## Material provided
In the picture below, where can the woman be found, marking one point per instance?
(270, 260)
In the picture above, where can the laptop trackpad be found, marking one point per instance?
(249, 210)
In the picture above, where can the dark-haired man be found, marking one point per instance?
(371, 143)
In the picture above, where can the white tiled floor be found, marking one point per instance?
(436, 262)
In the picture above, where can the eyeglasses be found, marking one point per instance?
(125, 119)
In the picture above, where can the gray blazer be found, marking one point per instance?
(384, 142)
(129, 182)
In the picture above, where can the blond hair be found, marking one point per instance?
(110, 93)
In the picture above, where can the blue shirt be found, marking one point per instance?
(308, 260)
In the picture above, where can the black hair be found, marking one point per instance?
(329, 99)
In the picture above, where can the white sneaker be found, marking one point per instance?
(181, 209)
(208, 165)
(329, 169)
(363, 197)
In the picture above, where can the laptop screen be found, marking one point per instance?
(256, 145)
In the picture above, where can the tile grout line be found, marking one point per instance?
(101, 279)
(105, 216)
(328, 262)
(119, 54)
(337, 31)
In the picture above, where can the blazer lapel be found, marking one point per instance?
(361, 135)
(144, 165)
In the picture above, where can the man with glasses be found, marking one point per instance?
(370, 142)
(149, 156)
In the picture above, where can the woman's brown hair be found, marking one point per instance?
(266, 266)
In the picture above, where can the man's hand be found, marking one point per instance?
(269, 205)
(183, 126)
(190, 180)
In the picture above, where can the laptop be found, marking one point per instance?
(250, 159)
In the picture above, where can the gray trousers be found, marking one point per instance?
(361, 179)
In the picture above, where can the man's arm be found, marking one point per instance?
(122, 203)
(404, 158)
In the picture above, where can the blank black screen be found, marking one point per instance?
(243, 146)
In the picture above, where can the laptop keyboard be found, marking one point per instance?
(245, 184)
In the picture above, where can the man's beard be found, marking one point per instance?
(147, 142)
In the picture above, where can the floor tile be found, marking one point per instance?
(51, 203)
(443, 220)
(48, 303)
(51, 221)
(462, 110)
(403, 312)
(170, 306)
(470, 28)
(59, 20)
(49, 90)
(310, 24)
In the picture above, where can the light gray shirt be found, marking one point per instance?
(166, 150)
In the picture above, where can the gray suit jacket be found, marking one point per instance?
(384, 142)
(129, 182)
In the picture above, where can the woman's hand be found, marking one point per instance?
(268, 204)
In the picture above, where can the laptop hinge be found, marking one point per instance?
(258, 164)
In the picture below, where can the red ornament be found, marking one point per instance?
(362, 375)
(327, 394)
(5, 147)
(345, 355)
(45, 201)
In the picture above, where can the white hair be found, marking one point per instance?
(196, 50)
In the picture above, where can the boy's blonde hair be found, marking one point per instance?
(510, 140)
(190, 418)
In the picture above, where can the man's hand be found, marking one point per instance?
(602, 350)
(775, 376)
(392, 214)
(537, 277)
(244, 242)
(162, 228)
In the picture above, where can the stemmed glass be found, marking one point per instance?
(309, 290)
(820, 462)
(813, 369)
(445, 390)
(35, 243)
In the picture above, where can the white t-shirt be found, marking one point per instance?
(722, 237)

## Written problem
Restate every record exactly, leaving nothing out.

## Solution to this exercise
In the picture below, where can the woman be found, marking one point per instance?
(270, 260)
In the picture above, where can the laptop trackpad be found, marking one point per instance?
(249, 210)
In the picture above, where can the dark-haired man be found, marking one point per instance?
(371, 143)
In the picture above, where can the white tiled floor be found, marking one point per instance?
(436, 262)
In the picture above, where can the eyeglasses be found, marking one point per instance?
(125, 119)
In the picture above, where can the gray blazer be found, marking one point per instance?
(384, 142)
(129, 182)
In the picture above, where can the blond hair be found, marking one point per instance?
(110, 93)
In the picture above, where can the blue shirt be found, marking one point per instance?
(308, 260)
In the picture above, where can the black hair be found, marking one point per instance?
(329, 99)
In the picture above, where can the white sneaker be found, marking one point per instance?
(181, 209)
(208, 165)
(329, 169)
(363, 197)
In the picture above, where can the laptop screen be found, marking one point per instance?
(256, 145)
In the picture above, where can the tile grout line be found, marking one point per instance?
(101, 279)
(105, 216)
(328, 262)
(119, 54)
(337, 31)
In the picture above, where can the blazer lapel be found, marking one point per instance?
(361, 135)
(144, 165)
In the picture above, where can the man with glasses be found, marking one point per instance?
(370, 142)
(149, 156)
In the picture above, where can the woman's brown hair be found, marking one point per instance?
(266, 266)
In the picture above, where can the man's hand be found, marking one point per instance?
(269, 205)
(183, 126)
(190, 180)
In the picture above, where can the laptop be found, marking one point per instance?
(250, 159)
In the picture above, where can the gray trousers be found, marking one point per instance?
(361, 179)
In the picture above, where can the man's arm be found, marking one point per instance?
(122, 203)
(404, 158)
In the picture above, where can the blank black screen be found, marking one point per instance?
(243, 146)
In the picture above, where can the laptop keyboard be found, marking one point per instance?
(245, 184)
In the picture above, where can the man's beard be found, marking one point per instance?
(147, 142)
In the picture above, where can the floor tile be found, marking one point per instance?
(51, 203)
(443, 220)
(48, 303)
(51, 221)
(462, 110)
(403, 312)
(170, 306)
(470, 28)
(59, 20)
(49, 90)
(310, 24)
In the picture above, where can the light gray shirt be found, marking one point per instance?
(166, 150)
In the picture above, where can the gray suit jacket be found, marking one point per instance?
(384, 142)
(129, 182)
In the picture above, where can the woman's hand be found, marking one point per instance?
(268, 204)
In the picture above, where can the laptop hinge be found, marking one point per instance?
(258, 164)
In the picture below, where can the red ornament be found, marking one point per instance?
(362, 375)
(327, 394)
(5, 147)
(345, 355)
(45, 201)
In the picture above, where can the white hair be found, marking one point per instance?
(196, 50)
In the picture above, where can the boy's blonde hair be found, marking one point per instance?
(510, 140)
(190, 418)
In the picture above, where can the man's hand be found, marking one point per instance?
(602, 350)
(775, 376)
(392, 214)
(537, 277)
(244, 242)
(162, 228)
In the picture above, where can the stemmed glass be found, marking one point per instance?
(309, 290)
(820, 462)
(813, 369)
(445, 390)
(35, 243)
In the picture above, where can the white t-shirt be found, marking one point per instance?
(722, 237)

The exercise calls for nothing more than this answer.